Meat Society: Number 3 in a series exploring issues related to curbing demand for animal products, an important climate change solution for individuals and nations alike, especially in Western states where meat and diary consumption dwarfs other regions.
Excerpt from Meat Climate Change: The 2nd Leading Cause of Global Warming by Moses Seenarine, (2016). Xpyr Press, 348 pages ISBN: 0692641157 http://amzn.to/2yn7XrC
Intake of food animals is high in the global North, but the global South is catching up and this confluence spells disaster. While the international food trade complicates using national figures, a country-specific analysis of carnism is still instructive. China is the biggest consumer of both animal carcass and cow's milk products, with the US, the EU, and Brazil in the top five.(529)

▶ _WORK TO DO_
Print the full text on meat consumption and climate change, word for word.

▶ _Excerpts from a point labeling dataset_
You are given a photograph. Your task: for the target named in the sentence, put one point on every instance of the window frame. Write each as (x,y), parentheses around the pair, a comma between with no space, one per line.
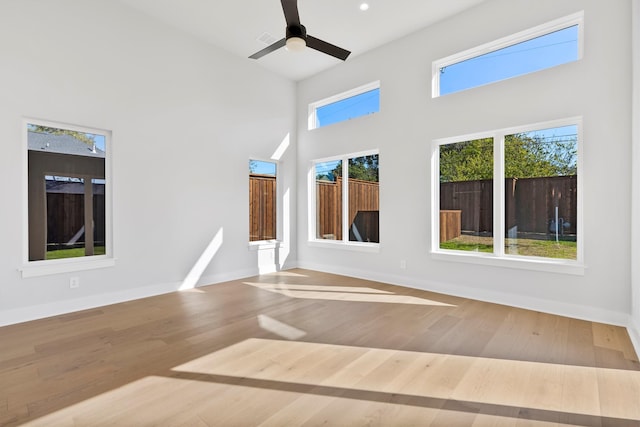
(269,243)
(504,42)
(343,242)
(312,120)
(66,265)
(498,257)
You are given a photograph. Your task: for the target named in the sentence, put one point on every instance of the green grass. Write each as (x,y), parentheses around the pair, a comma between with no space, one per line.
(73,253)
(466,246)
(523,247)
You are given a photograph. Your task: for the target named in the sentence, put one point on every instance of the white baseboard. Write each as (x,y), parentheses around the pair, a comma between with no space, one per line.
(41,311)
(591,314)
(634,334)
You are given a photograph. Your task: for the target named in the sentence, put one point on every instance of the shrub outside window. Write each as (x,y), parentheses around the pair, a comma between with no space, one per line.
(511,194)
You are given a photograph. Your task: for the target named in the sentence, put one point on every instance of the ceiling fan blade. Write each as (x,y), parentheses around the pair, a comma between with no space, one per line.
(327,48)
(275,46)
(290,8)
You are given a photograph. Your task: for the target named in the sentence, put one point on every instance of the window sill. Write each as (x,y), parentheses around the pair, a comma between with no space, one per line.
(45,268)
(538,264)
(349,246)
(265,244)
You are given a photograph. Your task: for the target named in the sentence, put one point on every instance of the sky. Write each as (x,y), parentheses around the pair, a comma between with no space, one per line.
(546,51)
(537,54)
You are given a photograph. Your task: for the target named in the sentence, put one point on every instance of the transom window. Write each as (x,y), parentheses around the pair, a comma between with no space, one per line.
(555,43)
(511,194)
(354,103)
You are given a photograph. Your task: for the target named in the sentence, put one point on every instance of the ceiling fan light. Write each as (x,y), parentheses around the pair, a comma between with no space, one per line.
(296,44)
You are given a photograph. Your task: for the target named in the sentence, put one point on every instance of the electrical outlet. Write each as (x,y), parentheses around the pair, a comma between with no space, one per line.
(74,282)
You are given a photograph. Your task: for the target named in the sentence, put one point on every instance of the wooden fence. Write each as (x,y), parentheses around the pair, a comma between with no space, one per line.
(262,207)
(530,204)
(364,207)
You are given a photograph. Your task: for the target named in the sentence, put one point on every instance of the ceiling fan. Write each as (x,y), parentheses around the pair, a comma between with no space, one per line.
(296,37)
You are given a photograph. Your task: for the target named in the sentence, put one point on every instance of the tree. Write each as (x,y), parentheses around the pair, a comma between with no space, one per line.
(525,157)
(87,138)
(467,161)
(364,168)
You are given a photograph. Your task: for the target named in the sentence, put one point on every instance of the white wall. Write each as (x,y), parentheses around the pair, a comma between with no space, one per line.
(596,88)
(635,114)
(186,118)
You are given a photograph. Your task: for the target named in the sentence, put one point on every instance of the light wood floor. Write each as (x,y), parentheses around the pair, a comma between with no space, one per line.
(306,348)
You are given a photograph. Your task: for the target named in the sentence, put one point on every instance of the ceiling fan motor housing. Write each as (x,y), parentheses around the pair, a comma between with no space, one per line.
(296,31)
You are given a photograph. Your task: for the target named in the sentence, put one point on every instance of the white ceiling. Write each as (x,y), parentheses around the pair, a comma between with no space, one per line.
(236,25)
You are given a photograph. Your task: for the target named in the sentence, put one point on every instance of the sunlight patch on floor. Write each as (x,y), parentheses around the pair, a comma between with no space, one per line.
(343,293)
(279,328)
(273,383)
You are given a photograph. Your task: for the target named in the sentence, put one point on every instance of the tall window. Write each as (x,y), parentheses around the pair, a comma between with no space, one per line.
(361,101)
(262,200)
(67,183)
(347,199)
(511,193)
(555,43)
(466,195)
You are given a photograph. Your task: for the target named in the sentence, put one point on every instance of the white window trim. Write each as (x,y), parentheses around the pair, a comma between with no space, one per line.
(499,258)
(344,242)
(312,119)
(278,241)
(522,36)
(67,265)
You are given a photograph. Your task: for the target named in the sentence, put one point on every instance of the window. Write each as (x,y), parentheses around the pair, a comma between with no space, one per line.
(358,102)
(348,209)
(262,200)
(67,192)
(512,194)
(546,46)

▶ _EXERCISE RESPONSE_
Meat Society: Number 3 in a series exploring issues related to curbing demand for animal products, an important climate change solution for individuals and nations alike, especially in Western states where meat and diary consumption dwarfs other regions.
Excerpt from Meat Climate Change: The 2nd Leading Cause of Global Warming by Moses Seenarine, (2016). Xpyr Press, 348 pages ISBN: 0692641157 http://amzn.to/2yn7XrC
Intake of food animals is high in the global North, but the global South is catching up and this confluence spells disaster. While the international food trade complicates using national figures, a country-specific analysis of carnism is still instructive. China is the biggest consumer of both animal carcass and cow's milk products, with the US, the EU, and Brazil in the top five.(529)